** Opening DATA block **
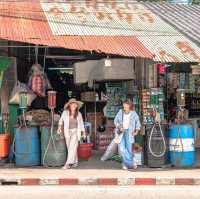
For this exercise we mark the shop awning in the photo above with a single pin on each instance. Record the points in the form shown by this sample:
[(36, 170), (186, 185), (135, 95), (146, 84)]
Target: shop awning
[(112, 27)]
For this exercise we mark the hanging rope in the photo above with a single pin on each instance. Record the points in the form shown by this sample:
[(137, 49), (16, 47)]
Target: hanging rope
[(36, 54)]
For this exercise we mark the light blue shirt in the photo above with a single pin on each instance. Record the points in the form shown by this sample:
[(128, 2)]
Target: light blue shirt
[(134, 123)]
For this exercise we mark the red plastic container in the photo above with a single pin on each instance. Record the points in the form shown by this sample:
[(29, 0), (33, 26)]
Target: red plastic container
[(4, 145), (85, 151)]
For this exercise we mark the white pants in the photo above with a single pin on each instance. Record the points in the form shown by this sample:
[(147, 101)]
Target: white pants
[(72, 146)]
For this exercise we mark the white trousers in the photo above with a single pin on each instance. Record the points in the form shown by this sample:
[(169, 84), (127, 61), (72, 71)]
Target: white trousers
[(72, 146)]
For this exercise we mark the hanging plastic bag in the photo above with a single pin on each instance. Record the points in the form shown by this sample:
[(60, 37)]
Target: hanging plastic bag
[(110, 151), (20, 87), (38, 81)]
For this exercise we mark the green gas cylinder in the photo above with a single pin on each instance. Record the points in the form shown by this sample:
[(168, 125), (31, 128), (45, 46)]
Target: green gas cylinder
[(53, 148)]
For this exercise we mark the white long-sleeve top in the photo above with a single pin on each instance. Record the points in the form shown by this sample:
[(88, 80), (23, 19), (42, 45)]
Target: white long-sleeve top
[(64, 120)]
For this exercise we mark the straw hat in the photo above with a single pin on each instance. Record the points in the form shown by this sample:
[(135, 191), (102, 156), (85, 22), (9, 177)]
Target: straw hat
[(73, 100)]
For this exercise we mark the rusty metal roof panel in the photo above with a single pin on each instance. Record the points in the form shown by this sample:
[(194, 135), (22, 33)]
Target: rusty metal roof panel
[(185, 18), (172, 48), (105, 18), (25, 22)]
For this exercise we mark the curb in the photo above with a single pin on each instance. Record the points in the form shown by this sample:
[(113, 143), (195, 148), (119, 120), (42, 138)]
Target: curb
[(100, 181)]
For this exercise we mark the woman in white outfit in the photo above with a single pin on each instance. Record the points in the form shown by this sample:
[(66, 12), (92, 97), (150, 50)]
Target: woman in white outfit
[(71, 122)]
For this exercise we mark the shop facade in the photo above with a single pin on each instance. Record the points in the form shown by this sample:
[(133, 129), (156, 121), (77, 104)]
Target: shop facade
[(102, 71)]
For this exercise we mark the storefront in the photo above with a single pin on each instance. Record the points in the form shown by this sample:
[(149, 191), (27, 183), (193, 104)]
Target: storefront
[(101, 70)]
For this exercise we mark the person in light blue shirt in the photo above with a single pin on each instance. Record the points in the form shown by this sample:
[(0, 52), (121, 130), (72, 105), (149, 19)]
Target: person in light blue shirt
[(127, 125)]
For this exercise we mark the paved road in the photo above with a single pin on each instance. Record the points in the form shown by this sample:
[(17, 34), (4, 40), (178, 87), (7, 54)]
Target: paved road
[(94, 192)]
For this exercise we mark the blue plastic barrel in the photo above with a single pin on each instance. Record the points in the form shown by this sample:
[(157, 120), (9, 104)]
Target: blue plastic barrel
[(181, 145), (27, 146)]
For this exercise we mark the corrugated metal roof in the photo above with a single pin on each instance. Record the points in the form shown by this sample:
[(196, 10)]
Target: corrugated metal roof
[(25, 22), (184, 18), (172, 48), (116, 17)]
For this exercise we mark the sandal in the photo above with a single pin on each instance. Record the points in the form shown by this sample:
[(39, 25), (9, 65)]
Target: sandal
[(66, 167), (75, 165)]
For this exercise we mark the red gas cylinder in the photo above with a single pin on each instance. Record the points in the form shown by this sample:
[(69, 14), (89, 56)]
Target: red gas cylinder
[(37, 85), (85, 151), (4, 145)]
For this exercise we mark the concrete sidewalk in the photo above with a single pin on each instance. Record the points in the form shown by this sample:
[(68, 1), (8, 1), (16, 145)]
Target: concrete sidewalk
[(95, 172)]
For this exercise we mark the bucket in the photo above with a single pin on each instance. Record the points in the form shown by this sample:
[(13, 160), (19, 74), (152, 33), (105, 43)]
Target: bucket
[(154, 96), (4, 145), (54, 152), (27, 146), (85, 151), (181, 145)]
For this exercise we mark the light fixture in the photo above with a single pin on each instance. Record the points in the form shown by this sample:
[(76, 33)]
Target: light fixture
[(108, 62)]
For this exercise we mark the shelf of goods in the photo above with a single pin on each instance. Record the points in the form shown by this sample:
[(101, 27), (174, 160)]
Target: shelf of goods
[(156, 145), (116, 93)]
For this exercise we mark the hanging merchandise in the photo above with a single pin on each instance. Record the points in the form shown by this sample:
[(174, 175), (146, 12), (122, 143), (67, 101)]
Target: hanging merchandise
[(161, 68), (181, 145), (152, 99), (19, 88), (51, 143), (52, 99), (38, 81)]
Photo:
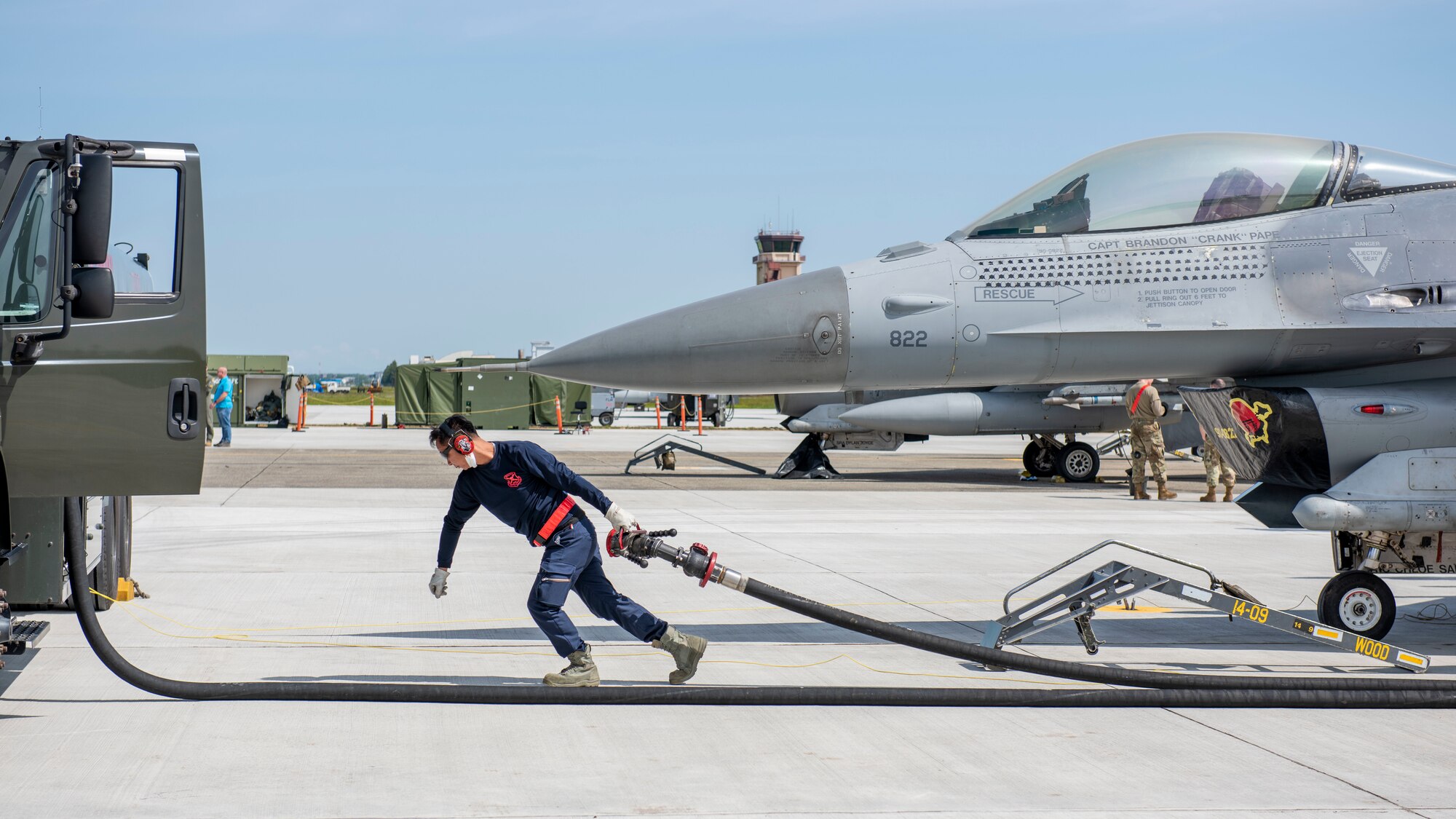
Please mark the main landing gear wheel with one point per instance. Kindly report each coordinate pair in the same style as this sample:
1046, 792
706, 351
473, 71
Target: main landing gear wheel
1078, 462
1040, 461
1358, 602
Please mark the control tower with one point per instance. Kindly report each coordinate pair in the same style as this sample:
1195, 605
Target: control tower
778, 254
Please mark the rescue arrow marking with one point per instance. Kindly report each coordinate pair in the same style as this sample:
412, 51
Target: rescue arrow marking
1013, 295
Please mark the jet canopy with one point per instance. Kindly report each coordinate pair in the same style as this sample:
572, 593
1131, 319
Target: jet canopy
1170, 181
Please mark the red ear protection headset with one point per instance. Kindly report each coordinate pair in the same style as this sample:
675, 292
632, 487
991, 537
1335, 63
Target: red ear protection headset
459, 440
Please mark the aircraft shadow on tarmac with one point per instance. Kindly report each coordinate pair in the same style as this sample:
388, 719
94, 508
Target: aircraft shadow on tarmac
451, 679
812, 633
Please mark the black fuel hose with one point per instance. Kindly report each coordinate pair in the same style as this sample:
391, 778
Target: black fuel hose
1085, 672
1313, 697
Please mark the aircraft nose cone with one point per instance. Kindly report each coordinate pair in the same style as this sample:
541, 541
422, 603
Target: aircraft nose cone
787, 336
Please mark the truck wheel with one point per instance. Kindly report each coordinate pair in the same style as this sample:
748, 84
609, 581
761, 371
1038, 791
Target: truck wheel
1040, 461
1078, 462
1358, 602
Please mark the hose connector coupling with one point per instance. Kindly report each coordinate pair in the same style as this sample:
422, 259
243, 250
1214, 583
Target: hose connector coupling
698, 561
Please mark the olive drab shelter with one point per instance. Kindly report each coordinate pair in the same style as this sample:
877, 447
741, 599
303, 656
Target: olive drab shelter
264, 392
544, 407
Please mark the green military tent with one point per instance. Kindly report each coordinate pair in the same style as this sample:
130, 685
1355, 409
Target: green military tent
493, 401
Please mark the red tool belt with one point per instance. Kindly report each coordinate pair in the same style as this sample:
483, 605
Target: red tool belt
561, 513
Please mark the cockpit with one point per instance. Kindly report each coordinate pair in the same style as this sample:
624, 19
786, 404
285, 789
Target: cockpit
1200, 178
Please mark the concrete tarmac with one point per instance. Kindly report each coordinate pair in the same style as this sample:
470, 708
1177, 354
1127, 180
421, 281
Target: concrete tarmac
308, 554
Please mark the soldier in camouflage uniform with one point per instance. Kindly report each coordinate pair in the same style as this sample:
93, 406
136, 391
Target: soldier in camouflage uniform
1145, 407
1215, 468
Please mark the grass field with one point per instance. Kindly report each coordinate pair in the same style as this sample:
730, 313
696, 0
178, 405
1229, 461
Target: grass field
385, 398
755, 403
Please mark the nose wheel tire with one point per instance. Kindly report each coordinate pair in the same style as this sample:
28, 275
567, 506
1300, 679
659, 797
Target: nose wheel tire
1358, 602
1078, 462
1040, 461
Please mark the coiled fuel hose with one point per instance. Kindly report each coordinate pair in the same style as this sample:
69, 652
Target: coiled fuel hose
1155, 688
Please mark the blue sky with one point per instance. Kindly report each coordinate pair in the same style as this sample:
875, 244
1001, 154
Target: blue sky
395, 178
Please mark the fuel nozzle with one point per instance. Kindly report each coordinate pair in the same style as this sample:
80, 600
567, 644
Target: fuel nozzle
695, 561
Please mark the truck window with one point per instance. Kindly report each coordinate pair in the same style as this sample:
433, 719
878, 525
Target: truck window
143, 231
28, 247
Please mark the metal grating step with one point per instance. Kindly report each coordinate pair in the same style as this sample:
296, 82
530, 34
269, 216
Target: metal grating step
30, 631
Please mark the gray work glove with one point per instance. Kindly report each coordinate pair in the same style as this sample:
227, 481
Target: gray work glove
621, 519
438, 582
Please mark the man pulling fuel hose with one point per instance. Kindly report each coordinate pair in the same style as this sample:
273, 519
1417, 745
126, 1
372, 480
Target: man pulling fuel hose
531, 491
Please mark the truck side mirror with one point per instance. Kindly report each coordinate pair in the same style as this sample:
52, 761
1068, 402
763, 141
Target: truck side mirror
91, 226
97, 293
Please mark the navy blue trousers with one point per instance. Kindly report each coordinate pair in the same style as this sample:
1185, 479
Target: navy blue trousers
573, 563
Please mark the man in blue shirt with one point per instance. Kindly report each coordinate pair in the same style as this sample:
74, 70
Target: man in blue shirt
223, 400
531, 491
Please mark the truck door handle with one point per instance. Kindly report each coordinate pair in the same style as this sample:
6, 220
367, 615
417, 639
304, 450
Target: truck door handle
184, 408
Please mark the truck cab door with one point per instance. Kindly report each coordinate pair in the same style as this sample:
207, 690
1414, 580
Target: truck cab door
114, 408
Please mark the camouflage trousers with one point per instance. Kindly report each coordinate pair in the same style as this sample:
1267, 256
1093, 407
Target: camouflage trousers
1148, 454
1215, 468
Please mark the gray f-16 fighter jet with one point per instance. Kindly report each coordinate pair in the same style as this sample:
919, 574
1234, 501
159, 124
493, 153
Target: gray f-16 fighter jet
1314, 272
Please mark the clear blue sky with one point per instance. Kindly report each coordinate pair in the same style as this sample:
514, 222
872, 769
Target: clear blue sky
395, 178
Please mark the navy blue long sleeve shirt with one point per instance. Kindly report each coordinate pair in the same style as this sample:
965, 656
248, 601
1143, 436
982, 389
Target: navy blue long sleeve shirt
522, 486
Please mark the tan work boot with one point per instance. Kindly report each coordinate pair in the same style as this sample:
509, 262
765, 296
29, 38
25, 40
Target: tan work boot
687, 650
580, 673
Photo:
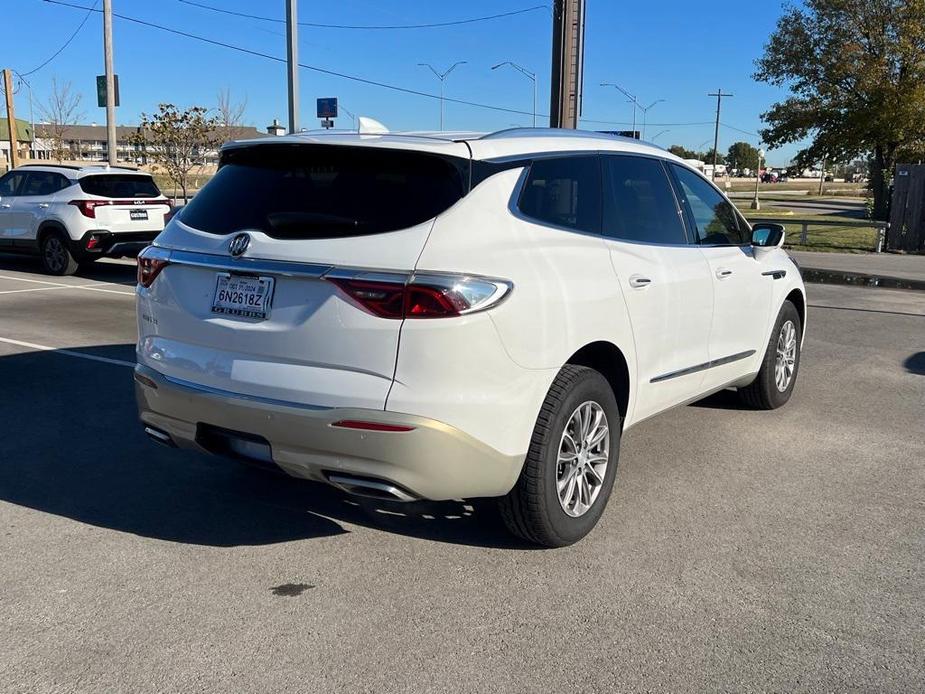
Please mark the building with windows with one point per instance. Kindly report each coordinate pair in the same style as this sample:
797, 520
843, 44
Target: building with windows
25, 142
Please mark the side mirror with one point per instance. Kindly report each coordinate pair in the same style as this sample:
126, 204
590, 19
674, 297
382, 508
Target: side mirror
766, 235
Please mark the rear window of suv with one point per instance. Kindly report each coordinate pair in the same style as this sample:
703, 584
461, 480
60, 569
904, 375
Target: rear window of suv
** Closing DATA block **
### [WORK ITEM]
All lines from the one containing "Please mark the rear" through the end of the listing above are to be restated word for word, and no others.

### [ANSWER BOX]
Please mark the rear window of suv with one point per instance. Kindly report each coordinate pair in the same style as this sample:
703, 584
461, 480
60, 569
904, 375
Target: rear window of suv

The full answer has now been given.